--- SUPPLIED TEXT ---

Note: ABAC uses snake_case functions: has_tag, has_tag_value, is_member. CamelCase (hasTag) is being deprecated.
Amadeus use case: "Instead of managing GRANT statements for 500+ tables, we tag all PII tables with pii=true and apply ONE ABAC policy. When any new table is created with that tag, it's automatically governed. This saves hours of manual access management."
SECTION 3: PHOTON ENGINE (30 min)
Q7: What is Photon Engine?
Simple Explanation: Normally, Spark runs on the JVM (Java Virtual Machine). It works, but it's not the fastest. Photon is Databricks' own query engine written in C++ (a much faster language for data processing). It replaces Spark's JVM execution with native C++ code — making queries 3-12x faster.
The best part: You don't change ANY code. Same SQL, same PySpark, same notebooks. You just pick "Photon" runtime when creating your cluster, and everything runs faster automatically.
Real-world analogy: Imagine your car (Spark on JVM) gets a turbocharged engine swap (Photon in C++). Same car, same dashboard, same steering wheel — but much faster.
When Photon helps A LOT:
| Operation | Speed Improvement | Why |
|---|---|---|
| Table scans (reading data) | Up to 12x faster | C++ reads data more efficiently than JVM |
| Aggregations (SUM, COUNT, AVG) | 3-10x faster | Vectorized processing (processes many rows at once) |
| Joins | 3-8x faster | Better memory management |
| Filters (WHERE clauses) | 5-10x faster | Native code skips rows faster |
| MERGE/UPDATE/DELETE | 3-5x faster | Important for Silver layer at Amadeus! |
When Photon does NOT help:
| Operation | Why It Doesn't Help |
|---|---|
| Python UDFs | UDFs run in Python process, completely bypasses Photon |
| RDD-based code | Photon only works with DataFrame API and SQL, not old-style RDDs |
| Very small data (<100 MB) | The overhead of Photon startup isn't worth it for tiny datasets |
| ML training (MLlib) | ML uses different execution path — use GPU clusters instead |
| Unsupported operations | Photon silently falls back to Spark (no error — just runs slower) |
# HOW TO ENABLE PHOTON:
# Option 1: Select Photon runtime when creating cluster (recommended)

---

▸ SET TASK A
From the Photon Engine text, write out everything from "Simple Explanation: Normally, Spark" down to "runs faster automatically.".

--- MATERIAL TO PROCESS ---

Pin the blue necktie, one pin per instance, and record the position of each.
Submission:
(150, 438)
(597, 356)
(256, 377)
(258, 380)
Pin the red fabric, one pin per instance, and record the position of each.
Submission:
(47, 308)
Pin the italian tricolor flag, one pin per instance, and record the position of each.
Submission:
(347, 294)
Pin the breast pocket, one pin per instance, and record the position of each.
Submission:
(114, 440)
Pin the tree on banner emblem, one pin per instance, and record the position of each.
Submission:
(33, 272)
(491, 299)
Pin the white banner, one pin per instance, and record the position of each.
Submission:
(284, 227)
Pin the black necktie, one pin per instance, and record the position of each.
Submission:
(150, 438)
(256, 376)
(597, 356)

---
--- MATERIAL TO PROCESS ---

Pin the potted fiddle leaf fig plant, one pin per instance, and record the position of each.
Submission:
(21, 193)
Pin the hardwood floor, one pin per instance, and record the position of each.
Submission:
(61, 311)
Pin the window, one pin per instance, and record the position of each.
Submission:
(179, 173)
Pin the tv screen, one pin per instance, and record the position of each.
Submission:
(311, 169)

---

▸ SET TASK B
Pick out each line in the records that contains the string "banner", matching case exactly.

▸ COMPLETE ANSWER A
Simple Explanation: Normally, Spark runs on the JVM (Java Virtual Machine). It works, but it's not the fastest. Photon is Databricks' own query engine written in C++ (a much faster language for data processing). It replaces Spark's JVM execution with native C++ code — making queries 3-12x faster.
The best part: You don't change ANY code. Same SQL, same PySpark, same notebooks. You just pick "Photon" runtime when creating your cluster, and everything runs faster automatically.

▸ COMPLETE ANSWER B
Pin the tree on banner emblem, one pin per instance, and record the position of each.
Pin the white banner, one pin per instance, and record the position of each.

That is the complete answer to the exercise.